### Supplied records:
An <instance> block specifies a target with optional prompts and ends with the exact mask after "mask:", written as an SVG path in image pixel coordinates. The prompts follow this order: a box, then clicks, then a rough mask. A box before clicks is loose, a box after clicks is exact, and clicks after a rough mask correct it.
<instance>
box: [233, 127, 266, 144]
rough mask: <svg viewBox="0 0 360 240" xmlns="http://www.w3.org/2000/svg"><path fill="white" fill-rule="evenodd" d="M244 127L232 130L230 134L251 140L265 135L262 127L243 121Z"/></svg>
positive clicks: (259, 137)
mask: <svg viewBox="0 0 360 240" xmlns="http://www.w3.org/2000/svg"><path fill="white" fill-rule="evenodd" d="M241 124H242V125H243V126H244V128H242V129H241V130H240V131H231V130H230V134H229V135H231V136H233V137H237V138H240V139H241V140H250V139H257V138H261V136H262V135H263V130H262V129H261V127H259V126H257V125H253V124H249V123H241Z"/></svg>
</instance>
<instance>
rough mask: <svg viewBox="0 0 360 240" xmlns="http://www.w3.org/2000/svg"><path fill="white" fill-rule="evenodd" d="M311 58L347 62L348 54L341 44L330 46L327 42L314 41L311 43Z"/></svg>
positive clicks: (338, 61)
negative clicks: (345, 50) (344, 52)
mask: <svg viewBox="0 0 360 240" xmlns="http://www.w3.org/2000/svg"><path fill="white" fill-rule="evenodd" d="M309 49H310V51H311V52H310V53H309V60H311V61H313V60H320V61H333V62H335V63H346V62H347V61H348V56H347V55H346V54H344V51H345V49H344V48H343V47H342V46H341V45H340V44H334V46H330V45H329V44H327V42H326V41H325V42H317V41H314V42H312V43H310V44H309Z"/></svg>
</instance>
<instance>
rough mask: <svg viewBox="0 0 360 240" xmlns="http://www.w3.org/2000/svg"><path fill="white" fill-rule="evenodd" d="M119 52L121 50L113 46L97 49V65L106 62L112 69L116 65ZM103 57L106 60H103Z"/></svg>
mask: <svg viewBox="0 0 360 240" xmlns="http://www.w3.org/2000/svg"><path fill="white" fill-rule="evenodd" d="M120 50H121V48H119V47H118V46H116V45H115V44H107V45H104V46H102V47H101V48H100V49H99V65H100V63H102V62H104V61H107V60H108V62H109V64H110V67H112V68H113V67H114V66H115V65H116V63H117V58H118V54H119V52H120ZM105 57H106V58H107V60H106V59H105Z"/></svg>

### Exercise:
Return every record above. Copy each one exactly.

### Solution for this problem:
An <instance> block specifies a target with optional prompts and ends with the exact mask after "mask:", written as an SVG path in image pixel coordinates. The prompts follow this order: a box, then clicks, then a rough mask. A box before clicks is loose, a box after clicks is exact, and clicks after a rough mask correct it.
<instance>
box: [233, 127, 266, 144]
rough mask: <svg viewBox="0 0 360 240" xmlns="http://www.w3.org/2000/svg"><path fill="white" fill-rule="evenodd" d="M244 127L232 130L230 134L251 140L265 135L262 127L243 121Z"/></svg>
positive clicks: (259, 137)
mask: <svg viewBox="0 0 360 240" xmlns="http://www.w3.org/2000/svg"><path fill="white" fill-rule="evenodd" d="M241 124H242V125H243V126H244V128H242V129H241V130H240V131H231V130H230V134H229V135H231V136H233V137H237V138H240V139H241V140H250V139H257V138H261V136H262V135H263V130H262V129H261V127H259V126H257V125H253V124H249V123H241Z"/></svg>
</instance>
<instance>
rough mask: <svg viewBox="0 0 360 240" xmlns="http://www.w3.org/2000/svg"><path fill="white" fill-rule="evenodd" d="M311 58L347 62L348 54L341 44L330 46L327 42L314 41L311 43Z"/></svg>
positive clicks: (338, 61)
negative clicks: (345, 50) (344, 52)
mask: <svg viewBox="0 0 360 240" xmlns="http://www.w3.org/2000/svg"><path fill="white" fill-rule="evenodd" d="M309 49H310V51H311V52H310V53H309V60H311V61H313V60H320V61H333V62H335V63H346V62H347V61H348V56H347V55H346V54H344V51H345V49H344V48H343V47H342V46H341V45H340V44H334V46H330V45H329V44H327V42H326V41H325V42H317V41H314V42H312V43H310V44H309Z"/></svg>
</instance>
<instance>
rough mask: <svg viewBox="0 0 360 240" xmlns="http://www.w3.org/2000/svg"><path fill="white" fill-rule="evenodd" d="M119 52L121 50L113 46L97 49V65L106 62L112 69L116 65ZM103 57L106 60H103Z"/></svg>
mask: <svg viewBox="0 0 360 240" xmlns="http://www.w3.org/2000/svg"><path fill="white" fill-rule="evenodd" d="M120 50H121V48H119V47H118V46H116V45H115V44H107V45H104V46H102V47H101V48H100V49H99V65H100V63H102V62H104V61H107V60H108V62H109V64H110V67H112V68H113V67H114V66H115V65H116V63H117V58H118V54H119V52H120ZM105 57H106V58H107V60H106V59H105Z"/></svg>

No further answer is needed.